Selected text
Analysis of Functional Data

Lead CIs: Aurore Delaigle and Peter Hall

During the past decade functional data analysis has become a very popular field in statistics. The goal of the project is to develop novel statistical techniques for the analysis of such data, focusing on non standard data and problems. Functional data are data which are naturally represented by curves; examples include growth curves of children, annual rainfall or temperature curves at Australian weather stations, ozone pollution curves, arteries in the brain, near infrared spectra, temporal gene expression profiles, CD4 cell counts as a function of age, etc. They arise in a variety of fields, such as biosecurity, face recognition, health studies and weather modelling.

In this project we wish to develop new tools for problems that have received little attention so far. Our project will evolve with the years, but here are several concrete examples of projects we plan to start working on very soon:

  1. Develop new methods for analyzing functional data that have been observed only on parts of their domain. Such data arise when, because of budget or technical constraints, we cannot afford to observe the functions during more than one or some period(s) of time. For example, satellite data are often only partially observed because weather conditions affect possibility for the satellite to acquire data. There exists work for such data but they are either too restrictive (parametric restrictions, unrealistic independence assumptions etc), or work only in simple cases (for example data observed in the form of one fragment per individual). We wish to develop new techniques that work for more realistic data types. Our goals include curve reconstruction, covariance estimation, classification, clustering and prediction for such data.
  2. Develop new methods for classifying and clustering functional data that are not well aligned. When functional data are not perfectly aligned (for example the curves have roughly the same shape but they are shifted and/or rescaled), a common technique is to register the curves prior to analysis. However, such an approach cannot be applied straightforwardly in the classification and clustering cases, since by aligning the curves we run the risk of losing what makes the distinction between the various classes possible. We wish to develop more appropriate approaches to this problem.
  3. Develop techniques for estimating the correlation, over time, between several parts of the brain. This project originates from collaboration with a researcher from the School of Engineering at the University of Melbourne. The eventual goal is to construct a brain network that evolves with time.
  4. Investigate effective ways to analyze streaming functional data: how to update estimators, classifiers and others when the data arise in patches?
  5. How to analyze privatized functional data, i.e. functional data that have been modified to conceal the identity of the patients? There are several ways to privatize data. In the functional data case, a recent approach suggested in the literature is to add, to the curves, noise in the form of a Gaussian stochastic process. How can we analyze such transformed curves?

Records provided
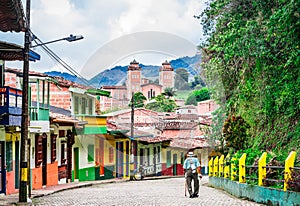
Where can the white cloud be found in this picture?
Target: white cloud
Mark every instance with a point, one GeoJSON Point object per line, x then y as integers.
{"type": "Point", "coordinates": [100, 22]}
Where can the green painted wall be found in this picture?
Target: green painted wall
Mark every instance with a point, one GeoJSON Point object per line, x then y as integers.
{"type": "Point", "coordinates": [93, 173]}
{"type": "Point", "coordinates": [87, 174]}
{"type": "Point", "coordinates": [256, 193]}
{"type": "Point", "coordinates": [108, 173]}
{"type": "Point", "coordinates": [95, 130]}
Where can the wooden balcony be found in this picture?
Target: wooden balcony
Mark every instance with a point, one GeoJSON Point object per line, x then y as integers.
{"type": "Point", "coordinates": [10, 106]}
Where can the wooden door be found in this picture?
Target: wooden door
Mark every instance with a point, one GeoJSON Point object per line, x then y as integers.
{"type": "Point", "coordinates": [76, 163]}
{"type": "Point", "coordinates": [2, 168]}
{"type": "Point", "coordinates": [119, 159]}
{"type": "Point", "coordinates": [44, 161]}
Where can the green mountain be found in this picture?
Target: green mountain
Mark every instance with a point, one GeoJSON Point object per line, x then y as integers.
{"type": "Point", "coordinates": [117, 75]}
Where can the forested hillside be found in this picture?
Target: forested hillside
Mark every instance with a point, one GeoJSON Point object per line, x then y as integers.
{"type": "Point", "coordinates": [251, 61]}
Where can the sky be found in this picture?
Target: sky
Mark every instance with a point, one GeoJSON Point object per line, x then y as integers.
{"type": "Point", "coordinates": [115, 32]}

==

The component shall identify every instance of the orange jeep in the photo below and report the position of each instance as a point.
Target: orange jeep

* * *

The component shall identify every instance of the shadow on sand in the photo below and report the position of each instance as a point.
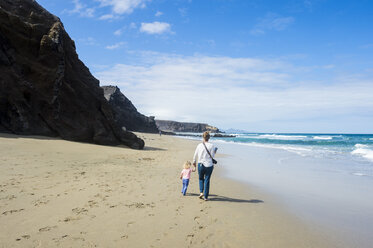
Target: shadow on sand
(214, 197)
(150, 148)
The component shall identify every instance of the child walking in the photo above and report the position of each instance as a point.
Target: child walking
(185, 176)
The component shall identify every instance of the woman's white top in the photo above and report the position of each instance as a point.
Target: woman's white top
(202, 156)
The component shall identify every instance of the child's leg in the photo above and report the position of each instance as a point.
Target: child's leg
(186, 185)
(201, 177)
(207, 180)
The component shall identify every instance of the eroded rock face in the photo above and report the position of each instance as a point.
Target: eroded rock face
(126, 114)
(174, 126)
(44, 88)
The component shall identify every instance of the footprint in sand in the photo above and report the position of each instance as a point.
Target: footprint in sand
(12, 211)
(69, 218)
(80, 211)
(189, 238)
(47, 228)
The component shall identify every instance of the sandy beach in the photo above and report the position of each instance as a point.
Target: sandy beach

Activity
In the functional data analysis text, which school is home to the researcher whose collaboration led to the project on brain correlation over time?

Written reply
The School of Engineering at the University of Melbourne.